- _Activities_:
**a.** Decide whether each statement below agrees with the report on Saadat's claim against the Commonwealth. Answer yes or no for each one, and quote the words in the report that settle it. (i) The Commonwealth says it did not know about the strip searches carried out by the prison contractors. (ii) Saadat was medically screened in December 2000. (iii) According to the Commonwealth's document, Saadat complained of "feeling depressed" on more than one occasion.
**b.** Write a continuation of the report on Saadat's claim against the Commonwealth, starting after its final sentence.

The Commonwealth is applying to appeal Stanley’s pre-trial orders, on the basis that he erred in finding that the trial was intended to assist in the resolution of the other cases, and in accepting a new expert report.

In its defence to Saadat’s fourth statement of claim, the Commonwealth said that it contracted with a number of doctors, psychiatrists, counsellors, mental health nurses and visiting psychiatrists in order to provide health services at both Baxter and Curtin.

The document says that, according to one of the prison contractors, “there were insufficient objective or clinical signs exhibited by (Saadat) between 22 September 2002 and 19 January 2004 to warrant consultation with a psychiatrist”.

“Apart from one complaint of “feeling depressed” on 16 January 2003, the plaintiff repeatedly denied having any mental health issues at Baxter when asked by its mental health nurses, doctors and counsellors,” it reads.

Further, the Commonwealth says it knew of and approved strip searches conducted by the prison contractors – as well as the allocation of a unique identifying number to detainees for record keeping purposes – and does not know why Saadat refused to attend a medical clinic on two occasions in 2003.

It also says that Saadat was medically screened in December 2000 and showed no physical signs to suggest he was a risk of suicide or self harm, or any other behaviour suggestive of a psychological condition.

- _Recorded data_:
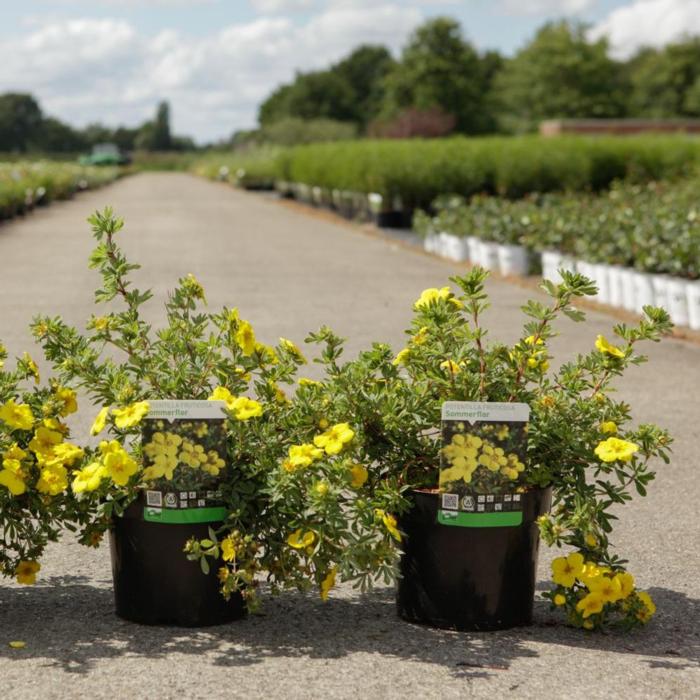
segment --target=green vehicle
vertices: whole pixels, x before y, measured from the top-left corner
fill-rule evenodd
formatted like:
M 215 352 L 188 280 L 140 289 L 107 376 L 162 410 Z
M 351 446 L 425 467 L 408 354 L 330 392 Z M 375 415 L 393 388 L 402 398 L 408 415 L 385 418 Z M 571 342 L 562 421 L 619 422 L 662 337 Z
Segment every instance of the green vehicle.
M 113 143 L 98 143 L 92 147 L 92 153 L 80 156 L 80 165 L 127 165 L 130 158 Z

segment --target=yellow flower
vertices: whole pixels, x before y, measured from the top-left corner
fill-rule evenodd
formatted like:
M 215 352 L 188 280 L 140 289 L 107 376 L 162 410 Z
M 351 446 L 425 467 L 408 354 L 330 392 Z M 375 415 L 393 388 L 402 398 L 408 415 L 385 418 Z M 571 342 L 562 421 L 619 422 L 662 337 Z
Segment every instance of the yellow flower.
M 262 405 L 245 396 L 239 396 L 235 399 L 231 409 L 233 410 L 233 415 L 236 417 L 236 420 L 241 421 L 246 421 L 250 418 L 256 418 L 262 415 Z
M 308 467 L 314 460 L 323 455 L 323 450 L 310 443 L 303 445 L 292 445 L 289 448 L 289 458 L 287 462 L 294 468 Z M 289 470 L 288 470 L 289 471 Z
M 435 304 L 438 300 L 442 301 L 452 301 L 457 302 L 455 306 L 462 306 L 462 303 L 458 299 L 452 297 L 452 292 L 449 287 L 442 287 L 442 289 L 437 289 L 436 287 L 431 287 L 430 289 L 424 289 L 421 292 L 420 298 L 413 305 L 414 309 L 425 309 L 431 304 Z
M 365 469 L 365 467 L 363 467 L 361 464 L 353 464 L 352 467 L 350 467 L 350 474 L 352 475 L 350 486 L 352 486 L 354 489 L 359 489 L 364 486 L 364 483 L 367 481 L 369 476 L 367 469 Z
M 68 488 L 68 472 L 65 467 L 52 465 L 41 470 L 36 490 L 49 496 L 57 496 Z
M 72 389 L 57 387 L 56 398 L 63 404 L 63 407 L 59 411 L 60 415 L 67 416 L 71 413 L 75 413 L 78 410 L 78 400 L 75 392 Z
M 336 568 L 333 566 L 328 570 L 328 573 L 325 575 L 323 581 L 321 581 L 321 600 L 323 601 L 328 600 L 328 593 L 331 588 L 335 586 L 335 574 Z
M 411 338 L 414 345 L 423 345 L 426 340 L 428 340 L 428 326 L 422 326 L 418 333 Z
M 236 397 L 225 386 L 217 386 L 207 398 L 207 401 L 223 401 L 229 411 L 233 410 L 235 400 Z
M 138 471 L 138 464 L 123 449 L 119 448 L 108 452 L 102 460 L 107 476 L 117 486 L 126 486 L 129 477 Z
M 34 425 L 32 409 L 24 403 L 16 404 L 13 399 L 0 406 L 0 420 L 16 430 L 31 430 Z
M 302 535 L 301 528 L 299 528 L 287 537 L 287 544 L 294 549 L 305 549 L 306 547 L 310 547 L 315 539 L 316 535 L 314 535 L 311 530 L 307 530 Z
M 236 560 L 236 544 L 230 535 L 221 540 L 221 558 L 224 561 Z
M 51 458 L 53 449 L 63 440 L 63 435 L 57 430 L 50 430 L 43 425 L 39 426 L 34 432 L 34 437 L 29 443 L 29 449 L 32 450 L 38 457 Z
M 241 321 L 238 324 L 234 338 L 244 355 L 250 357 L 255 352 L 255 333 L 248 321 Z
M 453 362 L 452 360 L 445 360 L 444 362 L 440 363 L 440 369 L 444 369 L 449 371 L 450 374 L 459 374 L 461 371 L 459 368 L 459 365 L 456 362 Z
M 306 358 L 301 350 L 297 347 L 295 343 L 287 338 L 280 338 L 280 345 L 290 354 L 292 354 L 299 362 L 306 364 Z
M 638 591 L 637 598 L 644 605 L 644 607 L 637 612 L 637 619 L 646 624 L 656 612 L 656 605 L 654 605 L 654 601 L 646 591 Z
M 122 430 L 133 428 L 141 422 L 141 419 L 148 413 L 149 408 L 148 401 L 137 401 L 124 408 L 115 408 L 112 411 L 114 424 Z
M 109 318 L 107 316 L 94 316 L 88 328 L 94 328 L 96 331 L 106 331 L 109 328 Z
M 109 406 L 100 409 L 100 412 L 95 416 L 95 420 L 90 428 L 90 435 L 99 435 L 107 425 L 107 416 L 109 415 Z
M 410 354 L 411 348 L 404 348 L 403 350 L 400 350 L 399 354 L 392 360 L 391 364 L 395 365 L 396 367 L 399 365 L 405 365 Z
M 182 288 L 189 292 L 193 299 L 201 299 L 205 304 L 207 303 L 207 299 L 204 296 L 204 287 L 191 272 L 182 280 Z
M 80 471 L 76 472 L 71 488 L 73 493 L 84 493 L 94 491 L 99 488 L 102 477 L 106 476 L 107 470 L 99 462 L 92 462 Z
M 17 460 L 5 460 L 5 462 L 17 462 Z M 19 465 L 19 462 L 17 462 Z M 15 469 L 3 469 L 0 471 L 0 484 L 7 487 L 13 496 L 19 496 L 27 490 L 24 479 L 20 477 Z
M 608 438 L 599 443 L 594 452 L 602 462 L 629 462 L 639 446 L 620 438 Z
M 82 458 L 83 454 L 83 450 L 77 445 L 73 445 L 70 442 L 62 442 L 60 445 L 56 445 L 50 453 L 39 456 L 38 461 L 42 466 L 60 465 L 71 467 L 77 460 Z
M 382 519 L 382 522 L 384 523 L 384 527 L 388 530 L 389 534 L 397 541 L 401 542 L 401 533 L 399 532 L 398 528 L 396 527 L 396 518 L 381 510 L 380 508 L 377 508 L 374 511 L 375 515 L 378 518 Z
M 634 590 L 634 576 L 628 571 L 623 571 L 615 574 L 615 578 L 620 582 L 620 594 L 623 598 L 627 598 Z
M 337 455 L 353 437 L 355 437 L 355 431 L 349 423 L 337 423 L 325 433 L 316 435 L 314 445 L 324 449 L 328 455 Z
M 38 384 L 40 381 L 39 368 L 36 366 L 36 362 L 29 357 L 29 353 L 22 354 L 22 362 L 27 366 L 27 370 L 34 377 L 34 383 Z
M 583 555 L 572 552 L 567 557 L 557 557 L 552 562 L 552 581 L 564 588 L 571 588 L 583 573 Z
M 36 583 L 36 575 L 40 569 L 41 564 L 38 561 L 20 561 L 15 569 L 17 583 L 22 583 L 25 586 Z
M 617 345 L 611 345 L 605 338 L 605 336 L 599 335 L 595 341 L 596 348 L 603 354 L 612 355 L 613 357 L 624 357 L 625 353 L 617 347 Z
M 603 603 L 616 603 L 622 598 L 622 584 L 616 577 L 596 576 L 586 582 L 591 593 L 597 593 Z
M 576 610 L 583 614 L 584 620 L 603 609 L 603 598 L 598 593 L 589 593 L 576 603 Z

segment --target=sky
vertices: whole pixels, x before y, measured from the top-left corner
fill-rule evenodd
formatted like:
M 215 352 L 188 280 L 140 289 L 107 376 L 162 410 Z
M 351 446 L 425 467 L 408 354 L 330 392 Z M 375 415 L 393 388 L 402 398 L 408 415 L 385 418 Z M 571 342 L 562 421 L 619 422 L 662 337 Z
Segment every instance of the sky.
M 361 43 L 398 56 L 438 15 L 506 55 L 562 17 L 588 23 L 618 58 L 700 34 L 700 0 L 0 0 L 0 92 L 30 92 L 78 127 L 135 126 L 168 100 L 173 130 L 203 143 L 254 127 L 295 71 Z

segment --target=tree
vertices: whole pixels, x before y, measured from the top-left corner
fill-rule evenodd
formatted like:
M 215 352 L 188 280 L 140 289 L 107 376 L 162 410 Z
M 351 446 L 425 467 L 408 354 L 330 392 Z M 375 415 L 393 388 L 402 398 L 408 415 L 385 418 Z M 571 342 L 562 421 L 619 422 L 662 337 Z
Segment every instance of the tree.
M 384 81 L 394 63 L 384 46 L 364 44 L 331 68 L 352 91 L 353 121 L 360 128 L 364 129 L 379 113 Z
M 438 17 L 414 32 L 387 76 L 382 116 L 391 118 L 408 108 L 438 108 L 454 117 L 458 131 L 483 132 L 489 124 L 486 88 L 484 67 L 462 37 L 459 23 Z
M 297 73 L 291 85 L 276 90 L 260 107 L 261 126 L 284 117 L 354 121 L 352 88 L 332 70 Z
M 607 49 L 605 39 L 588 41 L 583 24 L 545 24 L 496 79 L 502 125 L 524 131 L 542 119 L 624 116 L 621 66 Z
M 161 102 L 156 110 L 156 118 L 153 122 L 153 151 L 169 151 L 172 147 L 170 135 L 170 105 Z
M 39 136 L 42 119 L 41 107 L 31 95 L 0 95 L 0 151 L 30 150 Z
M 173 137 L 170 133 L 170 106 L 161 102 L 155 119 L 145 122 L 134 138 L 134 146 L 143 151 L 170 151 Z
M 643 49 L 630 60 L 627 74 L 634 116 L 700 116 L 700 38 Z
M 81 132 L 58 119 L 46 117 L 41 122 L 34 145 L 48 153 L 77 153 L 84 150 L 87 143 Z

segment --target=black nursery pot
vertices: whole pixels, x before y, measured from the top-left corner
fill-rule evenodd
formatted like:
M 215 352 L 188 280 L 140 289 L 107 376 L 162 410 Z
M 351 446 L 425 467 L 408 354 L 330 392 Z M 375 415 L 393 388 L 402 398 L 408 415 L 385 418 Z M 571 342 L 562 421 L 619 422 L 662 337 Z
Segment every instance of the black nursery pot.
M 399 617 L 457 630 L 499 630 L 532 623 L 539 549 L 537 518 L 551 489 L 522 494 L 522 523 L 460 527 L 438 523 L 440 494 L 414 491 L 401 518 Z
M 110 530 L 112 576 L 117 615 L 144 625 L 207 627 L 245 617 L 243 598 L 226 601 L 217 567 L 204 574 L 183 548 L 191 537 L 209 536 L 220 522 L 172 524 L 144 519 L 143 496 Z

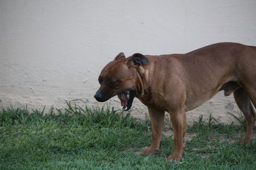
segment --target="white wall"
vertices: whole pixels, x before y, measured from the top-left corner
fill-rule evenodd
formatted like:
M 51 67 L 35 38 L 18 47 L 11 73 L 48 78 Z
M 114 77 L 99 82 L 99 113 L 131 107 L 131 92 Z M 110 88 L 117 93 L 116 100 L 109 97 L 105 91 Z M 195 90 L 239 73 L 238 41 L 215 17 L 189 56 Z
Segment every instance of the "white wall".
M 0 103 L 95 105 L 101 69 L 124 52 L 186 53 L 221 41 L 256 45 L 256 1 L 0 1 Z M 111 104 L 118 108 L 117 98 Z M 230 119 L 220 94 L 188 114 Z M 134 115 L 147 112 L 136 100 Z M 189 119 L 191 120 L 191 119 Z

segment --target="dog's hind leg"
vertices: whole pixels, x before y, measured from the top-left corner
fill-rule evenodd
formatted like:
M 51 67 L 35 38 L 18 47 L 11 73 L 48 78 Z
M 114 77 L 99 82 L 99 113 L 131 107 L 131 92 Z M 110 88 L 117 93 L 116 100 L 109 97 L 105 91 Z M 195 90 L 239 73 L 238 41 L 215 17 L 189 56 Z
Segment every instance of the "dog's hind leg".
M 150 148 L 142 151 L 142 154 L 150 154 L 156 152 L 160 147 L 162 132 L 164 127 L 164 111 L 148 108 L 148 113 L 152 125 L 152 136 Z
M 241 142 L 248 143 L 252 138 L 254 122 L 256 120 L 256 113 L 252 104 L 250 97 L 243 88 L 239 88 L 234 91 L 234 97 L 238 107 L 244 115 L 246 124 L 245 137 L 242 139 Z

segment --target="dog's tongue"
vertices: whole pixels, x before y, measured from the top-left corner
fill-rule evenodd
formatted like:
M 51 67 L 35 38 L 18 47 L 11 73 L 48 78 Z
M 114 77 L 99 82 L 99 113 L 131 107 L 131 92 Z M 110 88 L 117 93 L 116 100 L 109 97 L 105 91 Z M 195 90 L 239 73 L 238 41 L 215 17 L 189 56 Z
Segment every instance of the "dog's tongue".
M 127 99 L 127 96 L 125 95 L 125 94 L 121 93 L 121 94 L 118 95 L 118 97 L 119 99 L 121 101 L 122 106 L 125 106 L 125 107 L 127 106 L 127 105 L 128 105 L 128 103 L 127 103 L 128 99 Z

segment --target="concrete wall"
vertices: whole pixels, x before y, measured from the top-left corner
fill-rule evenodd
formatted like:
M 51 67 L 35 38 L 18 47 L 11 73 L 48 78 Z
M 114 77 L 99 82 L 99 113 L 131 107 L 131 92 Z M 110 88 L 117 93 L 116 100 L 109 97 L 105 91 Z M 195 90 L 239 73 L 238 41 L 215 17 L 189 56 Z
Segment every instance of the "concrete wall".
M 2 106 L 65 106 L 93 96 L 101 69 L 120 52 L 127 56 L 186 53 L 217 42 L 256 45 L 256 1 L 0 1 Z M 120 106 L 117 97 L 111 104 Z M 188 119 L 212 113 L 221 121 L 236 112 L 219 94 Z M 136 100 L 132 113 L 147 110 Z

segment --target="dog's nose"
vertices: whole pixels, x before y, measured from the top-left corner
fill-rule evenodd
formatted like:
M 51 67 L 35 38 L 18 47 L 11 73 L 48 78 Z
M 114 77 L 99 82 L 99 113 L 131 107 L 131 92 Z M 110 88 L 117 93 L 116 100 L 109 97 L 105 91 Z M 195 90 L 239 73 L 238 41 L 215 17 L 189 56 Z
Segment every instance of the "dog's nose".
M 99 92 L 96 92 L 95 95 L 94 95 L 94 98 L 95 98 L 95 99 L 97 101 L 99 101 L 99 102 L 102 102 L 103 101 L 103 100 L 102 100 L 102 94 Z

- _Answers by item_:
**a.**
(i) No: "the Commonwealth says it knew of and approved strip searches conducted by the prison contractors"
(ii) Yes: "Saadat was medically screened in December 2000"
(iii) No: "Apart from one complaint of “feeling depressed” on 16 January 2003"

**b.**
In addition, the Commonwealth says Saadat was medically assessed in January 2001, as not having any mental condition that may affect his ability to earn a living or care for himself, and that in August 2002 he expressed concern about the condition of his detention, but sought no followup, and “indicated he would present himself for further assessment as required”.

The issue of the Commonwealth’s permission to appeal, and the appeal itself have been referred to the Full Court of the Supreme Court for a hearing “as soon as practicable”, according to the latest judgment.

A spokesperson for Tindall Gask Bentley Lawyers declined to comment.

The Department of Home Affairs also declined to comment, as the matters are before the court.

If you or someone you know needs help, you can call LifeLine on 13 11 14 – or you can call the Mental Health Triage Service / Assessment and Crisis Intervention Service on 13 14 65.